:: Task set ::
**a.** Return the part of the RISE passage starting with "In its place, RISE" and going on through "have become emasculated.", copied word for word.
**b.** Continue the passage about the RISE men's program from the point where it stops.

In its place, RISE aims to reclaim the role of men by helping each participant become a better husband, father, son and brother and to embrace his own vulnerability – something organizers say men are reluctant to do.
“RISE is like a B12 shot for men,” Donaghy said. “RISE is trying to say this drive, this power, this strength isn’t evil. It’s meant for good and it’s meant to be gifted. Be strong. Be a force. But not for the building up of your own kingdom. RISE is calling men to be servant leaders and ultimately like Christ, the God hero who gave His life for his bride, the Church. When we see that kind of masculinity lived, it’s going to be so fruitful.”
In the first video, Stefanik addresses how men have become emasculated.
“Our culture has sort of become one of ‘Take your deep voice and your gross testosterone somewhere else; we don’t need it,’ so men are simply just checked out,” said Edwards, a support specialist with RISE.
“For the last 20 or 30 years in the Church, women have taken over the roles that men had. God made men to be spiritual leaders of the family, to lead your children, lead your wife, to be that pillar in the Church.
“We want men to embrace their roles as men so they can become on fire and start being active members of their parish. If the father is not engaging in the spiritual life, not leading the family, not being an example of a strong Catholic person of faith, then it leaves a void there.”
Earlier in his own RISE Challenge last March, Edwards recalls it was 4 a.m. and he couldn’t sleep, so he went online and watched the first video. The questions it raised had a profound impact that night.
“When was the last time you appreciated your wife? When have you appreciated her other than Valentine’s Day, Christmas, or birthday or when you wanted her to go to bed with you?” said Edwards.
“I thought, ‘What a jerk I am! This woman stayed with me when she didn’t have to.’”
Before going to work, and before his wife got up, Edwards left her a note on a mirror saying “I think you’re beautiful even when you don’t,” and others on the refrigerator and the steering wheel of their van about how much he appreciated her.
“She called me at work and said, ‘What is going on?’ It completely changed the relationship I had with my wife. A three-minute video from Chris Stefanik made me realize what a jerk I had been.”

:: Recorded information ::

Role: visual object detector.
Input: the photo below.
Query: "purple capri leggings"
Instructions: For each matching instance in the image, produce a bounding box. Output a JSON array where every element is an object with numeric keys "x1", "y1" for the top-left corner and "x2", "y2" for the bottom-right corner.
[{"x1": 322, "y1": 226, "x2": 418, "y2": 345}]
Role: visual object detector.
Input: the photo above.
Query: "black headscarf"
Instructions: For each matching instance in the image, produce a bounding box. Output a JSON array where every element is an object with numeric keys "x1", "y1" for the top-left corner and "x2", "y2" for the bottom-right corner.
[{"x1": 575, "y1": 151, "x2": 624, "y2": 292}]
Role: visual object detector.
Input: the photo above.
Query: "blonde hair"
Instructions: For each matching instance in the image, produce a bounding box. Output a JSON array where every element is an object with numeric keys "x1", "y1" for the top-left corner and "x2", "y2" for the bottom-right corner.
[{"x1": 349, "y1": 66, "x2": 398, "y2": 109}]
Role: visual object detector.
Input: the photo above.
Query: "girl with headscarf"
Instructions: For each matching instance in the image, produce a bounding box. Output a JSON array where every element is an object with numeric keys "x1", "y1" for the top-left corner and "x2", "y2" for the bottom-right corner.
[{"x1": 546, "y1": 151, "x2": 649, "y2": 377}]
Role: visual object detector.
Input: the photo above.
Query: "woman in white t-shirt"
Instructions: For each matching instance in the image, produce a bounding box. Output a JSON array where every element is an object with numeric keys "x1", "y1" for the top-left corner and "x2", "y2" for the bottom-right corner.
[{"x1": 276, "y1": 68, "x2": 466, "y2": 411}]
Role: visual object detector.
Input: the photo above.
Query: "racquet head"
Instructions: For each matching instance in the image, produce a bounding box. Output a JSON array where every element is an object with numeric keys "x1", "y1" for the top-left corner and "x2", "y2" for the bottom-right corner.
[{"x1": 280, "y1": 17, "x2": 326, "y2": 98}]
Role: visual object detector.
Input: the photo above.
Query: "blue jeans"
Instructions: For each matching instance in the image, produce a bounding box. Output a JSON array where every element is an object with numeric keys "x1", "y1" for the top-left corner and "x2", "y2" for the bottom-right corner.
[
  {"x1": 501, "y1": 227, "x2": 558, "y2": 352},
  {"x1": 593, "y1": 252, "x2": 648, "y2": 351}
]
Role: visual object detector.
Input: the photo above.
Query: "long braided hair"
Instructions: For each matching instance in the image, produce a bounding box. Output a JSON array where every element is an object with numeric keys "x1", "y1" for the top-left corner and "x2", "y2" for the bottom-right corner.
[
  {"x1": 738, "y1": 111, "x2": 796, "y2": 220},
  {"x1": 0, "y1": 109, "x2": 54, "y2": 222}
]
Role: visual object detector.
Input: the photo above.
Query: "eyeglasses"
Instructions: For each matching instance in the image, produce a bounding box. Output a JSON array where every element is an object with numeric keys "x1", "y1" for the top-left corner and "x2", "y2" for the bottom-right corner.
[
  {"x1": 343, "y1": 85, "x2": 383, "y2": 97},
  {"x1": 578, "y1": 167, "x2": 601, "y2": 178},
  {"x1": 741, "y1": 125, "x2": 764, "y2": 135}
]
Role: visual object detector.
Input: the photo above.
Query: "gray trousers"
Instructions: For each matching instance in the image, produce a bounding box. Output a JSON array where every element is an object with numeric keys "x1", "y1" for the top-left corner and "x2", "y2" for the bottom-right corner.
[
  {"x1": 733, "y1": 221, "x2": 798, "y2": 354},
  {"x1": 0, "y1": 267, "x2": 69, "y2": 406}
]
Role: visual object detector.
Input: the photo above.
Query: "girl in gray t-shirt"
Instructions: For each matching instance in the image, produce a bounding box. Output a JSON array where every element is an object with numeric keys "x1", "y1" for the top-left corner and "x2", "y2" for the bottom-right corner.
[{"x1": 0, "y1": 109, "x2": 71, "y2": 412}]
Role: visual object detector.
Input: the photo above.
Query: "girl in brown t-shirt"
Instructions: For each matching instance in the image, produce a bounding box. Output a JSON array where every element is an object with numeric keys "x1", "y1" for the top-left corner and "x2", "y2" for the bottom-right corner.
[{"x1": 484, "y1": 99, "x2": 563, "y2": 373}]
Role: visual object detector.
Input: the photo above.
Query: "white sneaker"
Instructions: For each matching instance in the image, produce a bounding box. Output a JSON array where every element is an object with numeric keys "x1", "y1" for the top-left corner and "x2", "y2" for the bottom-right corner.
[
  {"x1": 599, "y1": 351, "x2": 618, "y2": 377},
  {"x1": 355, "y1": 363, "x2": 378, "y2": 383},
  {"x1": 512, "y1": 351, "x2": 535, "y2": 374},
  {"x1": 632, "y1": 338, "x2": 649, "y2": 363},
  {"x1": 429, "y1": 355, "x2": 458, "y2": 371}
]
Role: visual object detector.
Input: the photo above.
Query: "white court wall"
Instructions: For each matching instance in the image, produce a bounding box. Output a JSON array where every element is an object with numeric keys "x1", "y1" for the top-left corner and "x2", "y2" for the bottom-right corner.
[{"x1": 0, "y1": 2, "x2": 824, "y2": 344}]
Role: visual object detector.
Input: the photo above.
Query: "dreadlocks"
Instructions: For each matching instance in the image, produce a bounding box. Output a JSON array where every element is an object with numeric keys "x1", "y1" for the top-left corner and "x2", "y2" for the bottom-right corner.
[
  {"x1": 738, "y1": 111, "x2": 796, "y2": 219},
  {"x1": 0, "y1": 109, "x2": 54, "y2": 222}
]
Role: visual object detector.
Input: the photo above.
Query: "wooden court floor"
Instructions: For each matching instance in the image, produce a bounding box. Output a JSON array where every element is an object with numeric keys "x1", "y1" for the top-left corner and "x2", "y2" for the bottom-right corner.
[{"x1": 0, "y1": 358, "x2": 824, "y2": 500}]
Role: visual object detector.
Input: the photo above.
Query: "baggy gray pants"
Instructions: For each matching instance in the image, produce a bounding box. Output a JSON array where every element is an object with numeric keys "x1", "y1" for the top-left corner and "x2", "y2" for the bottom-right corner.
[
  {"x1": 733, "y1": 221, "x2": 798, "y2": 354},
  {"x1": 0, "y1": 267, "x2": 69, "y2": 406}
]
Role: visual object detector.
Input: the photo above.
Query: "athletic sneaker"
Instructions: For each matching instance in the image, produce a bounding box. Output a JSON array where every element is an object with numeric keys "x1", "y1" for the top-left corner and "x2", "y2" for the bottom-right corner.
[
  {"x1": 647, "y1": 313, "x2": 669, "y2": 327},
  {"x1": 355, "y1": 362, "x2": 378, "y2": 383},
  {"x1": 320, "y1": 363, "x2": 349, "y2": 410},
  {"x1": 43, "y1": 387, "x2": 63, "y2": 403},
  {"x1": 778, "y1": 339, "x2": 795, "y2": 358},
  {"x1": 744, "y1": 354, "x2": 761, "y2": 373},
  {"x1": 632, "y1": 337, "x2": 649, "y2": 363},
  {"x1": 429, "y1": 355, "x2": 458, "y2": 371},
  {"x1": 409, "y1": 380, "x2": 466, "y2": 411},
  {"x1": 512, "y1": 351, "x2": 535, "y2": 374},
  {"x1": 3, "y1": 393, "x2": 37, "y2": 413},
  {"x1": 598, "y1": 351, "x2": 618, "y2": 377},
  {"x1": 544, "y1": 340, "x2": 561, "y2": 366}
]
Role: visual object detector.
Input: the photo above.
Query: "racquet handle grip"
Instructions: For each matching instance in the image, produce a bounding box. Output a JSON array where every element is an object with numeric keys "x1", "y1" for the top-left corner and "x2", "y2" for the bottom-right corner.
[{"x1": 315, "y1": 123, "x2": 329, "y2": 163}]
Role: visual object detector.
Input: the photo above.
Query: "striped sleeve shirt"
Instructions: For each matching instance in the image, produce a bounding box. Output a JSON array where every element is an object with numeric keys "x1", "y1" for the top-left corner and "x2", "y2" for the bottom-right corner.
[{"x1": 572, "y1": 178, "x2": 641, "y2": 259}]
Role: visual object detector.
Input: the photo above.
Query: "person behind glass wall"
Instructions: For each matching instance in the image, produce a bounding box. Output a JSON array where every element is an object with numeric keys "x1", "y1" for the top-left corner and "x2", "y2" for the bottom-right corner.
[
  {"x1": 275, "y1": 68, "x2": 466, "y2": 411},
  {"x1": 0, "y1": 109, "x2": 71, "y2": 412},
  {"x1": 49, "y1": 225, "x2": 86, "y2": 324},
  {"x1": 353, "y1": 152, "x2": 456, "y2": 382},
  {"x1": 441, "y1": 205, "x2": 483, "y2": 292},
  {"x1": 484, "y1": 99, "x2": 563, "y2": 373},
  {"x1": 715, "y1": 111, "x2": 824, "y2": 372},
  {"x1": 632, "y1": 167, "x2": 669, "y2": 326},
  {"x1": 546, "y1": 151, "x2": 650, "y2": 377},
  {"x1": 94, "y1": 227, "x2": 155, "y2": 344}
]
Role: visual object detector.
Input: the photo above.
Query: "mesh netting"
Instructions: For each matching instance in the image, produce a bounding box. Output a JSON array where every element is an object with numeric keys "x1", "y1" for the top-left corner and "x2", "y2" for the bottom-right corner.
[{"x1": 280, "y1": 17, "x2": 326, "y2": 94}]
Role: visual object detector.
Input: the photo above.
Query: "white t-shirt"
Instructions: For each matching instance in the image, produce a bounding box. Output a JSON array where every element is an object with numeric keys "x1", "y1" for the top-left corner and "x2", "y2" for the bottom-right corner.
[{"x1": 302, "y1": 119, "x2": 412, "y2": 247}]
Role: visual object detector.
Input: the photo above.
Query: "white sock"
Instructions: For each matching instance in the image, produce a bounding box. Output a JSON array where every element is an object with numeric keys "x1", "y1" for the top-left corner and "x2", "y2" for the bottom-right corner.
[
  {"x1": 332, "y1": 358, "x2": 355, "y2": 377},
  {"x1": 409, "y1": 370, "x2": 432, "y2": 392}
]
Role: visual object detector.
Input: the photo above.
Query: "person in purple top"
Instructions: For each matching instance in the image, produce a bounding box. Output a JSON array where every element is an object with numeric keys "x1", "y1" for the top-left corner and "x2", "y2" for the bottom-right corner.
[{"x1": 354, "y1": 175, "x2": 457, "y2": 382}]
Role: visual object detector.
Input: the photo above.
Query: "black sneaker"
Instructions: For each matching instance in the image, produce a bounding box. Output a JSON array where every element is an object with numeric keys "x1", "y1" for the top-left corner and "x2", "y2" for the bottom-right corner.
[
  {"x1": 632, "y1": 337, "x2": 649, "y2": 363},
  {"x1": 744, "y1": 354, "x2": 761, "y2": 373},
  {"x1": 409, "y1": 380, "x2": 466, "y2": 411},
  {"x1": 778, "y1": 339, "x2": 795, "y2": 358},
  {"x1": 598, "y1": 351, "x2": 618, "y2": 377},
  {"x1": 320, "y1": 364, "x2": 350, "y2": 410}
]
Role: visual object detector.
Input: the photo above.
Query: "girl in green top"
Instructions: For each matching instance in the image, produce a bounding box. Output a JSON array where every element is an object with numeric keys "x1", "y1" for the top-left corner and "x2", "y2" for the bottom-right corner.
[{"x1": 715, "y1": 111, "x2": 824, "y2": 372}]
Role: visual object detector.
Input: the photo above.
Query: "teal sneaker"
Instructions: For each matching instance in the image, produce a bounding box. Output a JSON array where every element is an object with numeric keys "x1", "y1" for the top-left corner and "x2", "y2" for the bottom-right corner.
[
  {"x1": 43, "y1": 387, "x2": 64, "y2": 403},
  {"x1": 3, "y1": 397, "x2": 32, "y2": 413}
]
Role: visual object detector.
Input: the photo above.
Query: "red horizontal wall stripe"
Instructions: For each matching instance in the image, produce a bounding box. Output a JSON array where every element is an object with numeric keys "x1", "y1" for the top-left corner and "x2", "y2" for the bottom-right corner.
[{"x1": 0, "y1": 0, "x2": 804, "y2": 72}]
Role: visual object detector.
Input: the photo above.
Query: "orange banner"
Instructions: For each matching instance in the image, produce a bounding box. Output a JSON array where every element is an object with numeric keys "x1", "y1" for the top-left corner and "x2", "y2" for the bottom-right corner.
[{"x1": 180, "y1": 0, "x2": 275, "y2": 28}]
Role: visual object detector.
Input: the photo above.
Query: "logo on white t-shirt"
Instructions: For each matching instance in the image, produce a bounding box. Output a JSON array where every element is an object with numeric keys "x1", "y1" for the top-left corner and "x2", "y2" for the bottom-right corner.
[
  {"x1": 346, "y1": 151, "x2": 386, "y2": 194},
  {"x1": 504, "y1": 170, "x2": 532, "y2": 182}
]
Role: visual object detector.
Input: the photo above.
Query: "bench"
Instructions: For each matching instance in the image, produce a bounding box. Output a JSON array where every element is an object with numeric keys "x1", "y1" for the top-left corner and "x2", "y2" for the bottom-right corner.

:: Responses in order ::
**a.**
In its place, RISE aims to reclaim the role of men by helping each participant become a better husband, father, son and brother and to embrace his own vulnerability – something organizers say men are reluctant to do.
“RISE is like a B12 shot for men,” Donaghy said. “RISE is trying to say this drive, this power, this strength isn’t evil. It’s meant for good and it’s meant to be gifted. Be strong. Be a force. But not for the building up of your own kingdom. RISE is calling men to be servant leaders and ultimately like Christ, the God hero who gave His life for his bride, the Church. When we see that kind of masculinity lived, it’s going to be so fruitful.”
In the first video, Stefanik addresses how men have become emasculated.

**b.**
The RISE program also challenges men to reflect on their relationship with their children. Do they bring their problems at work and in life home with them and transfer them to their kids? Or are they husbands and fathers who are present for their families?
“We’re not even needed to have children, thanks to science, anymore,” Edwards said. “Is it any wonder why so many men in the world and in the Catholic Church have checked out?
“Most men try to fill their lives with other things, whether its addictions, pornography, alcohol, drugs, work, being a gym rat, whatever it may be. Guys are constantly trying to find that one thing in their life that’s going to make them happy, and most of them don’t realize it’s God that’s missing in our life.”
In addition to individual spiritual growth, organizers say the RISE helps connect participants with each other, to be open and vulnerable, and to share questions about faith, family and the role of men.
“Most men, in their lives, don’t have authentic true friendship,” Edwards explained. “They are going through life with all of these hurts and these pains and their not sharing it with anyone. God made to work in brotherhood, not alone, not to be silos.”
Maurice Beier, chair of Catholic Family Ministries, said that was one of the main reasons why organizers invited the RISE Challenge to this year’s Men of Integrity Conference. They wanted the effect of the men’s conference to last beyond a single event.
“It’s something we always wanted to do, to do a follow-up,” Beier said. “We want men to be engaged and committed, to develop friendships in a deeper way.”